[Provided entries — start]

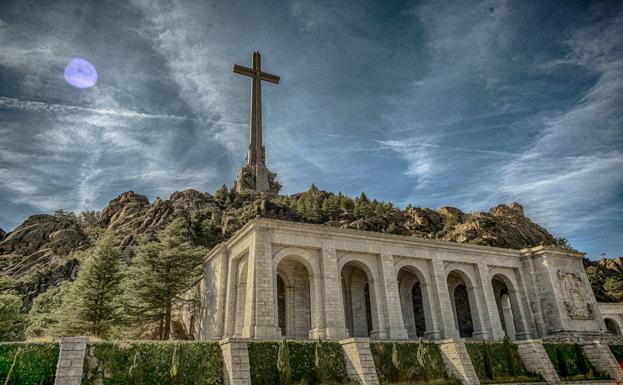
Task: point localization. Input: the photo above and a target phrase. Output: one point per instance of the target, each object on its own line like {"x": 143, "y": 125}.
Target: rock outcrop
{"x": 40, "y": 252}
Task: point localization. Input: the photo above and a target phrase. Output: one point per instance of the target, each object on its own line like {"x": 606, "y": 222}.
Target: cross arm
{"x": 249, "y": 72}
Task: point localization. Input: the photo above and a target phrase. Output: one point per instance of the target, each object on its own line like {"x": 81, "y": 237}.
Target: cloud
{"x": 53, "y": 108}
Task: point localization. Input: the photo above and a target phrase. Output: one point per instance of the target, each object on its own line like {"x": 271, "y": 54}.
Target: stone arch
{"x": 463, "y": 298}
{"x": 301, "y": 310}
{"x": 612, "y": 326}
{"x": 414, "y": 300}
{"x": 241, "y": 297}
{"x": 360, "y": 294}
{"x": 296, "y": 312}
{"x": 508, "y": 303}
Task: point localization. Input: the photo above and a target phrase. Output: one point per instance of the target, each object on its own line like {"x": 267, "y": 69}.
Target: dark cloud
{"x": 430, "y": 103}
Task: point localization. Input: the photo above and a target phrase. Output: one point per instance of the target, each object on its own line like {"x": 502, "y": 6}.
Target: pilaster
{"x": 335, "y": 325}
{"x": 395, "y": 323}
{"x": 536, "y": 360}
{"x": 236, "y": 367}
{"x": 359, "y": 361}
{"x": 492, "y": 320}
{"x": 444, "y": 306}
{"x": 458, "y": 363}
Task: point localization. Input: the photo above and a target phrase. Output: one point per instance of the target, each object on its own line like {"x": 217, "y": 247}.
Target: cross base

[Provided entries — finish]

Go through the listing above and locate each line that holds the word "photo". Copy those lines.

■ **Solution for this task**
Task: point localization. Input: the photo above and a target phrase. Output: one point per instance of the target, each object on its own line like {"x": 143, "y": 125}.
Task: point localization. Input: the photo above and a target phrase. Output: one point per instance of the target, each object on its own line like {"x": 606, "y": 222}.
Task: point localization. Input: the photo above and a target phrase. Output: one point per instance of the target, each object on its own line like {"x": 81, "y": 237}.
Task: point localization. Input: the photo above and a target phrase. Output: one point per instance of the target, each object on its own line like {"x": 271, "y": 54}.
Task: point localization. Input: the photo above and a target phrase. Output: one point per instance of the target, each object on its own line like {"x": 267, "y": 69}.
Task: point localization. Input: the photo above and a target phrase. Output: one point per instance of the target, each object on its own line like {"x": 502, "y": 6}.
Task: point localization. Input: the photo above and a target phrase. Output: one point per instance of the target, each object on its own line like {"x": 217, "y": 247}.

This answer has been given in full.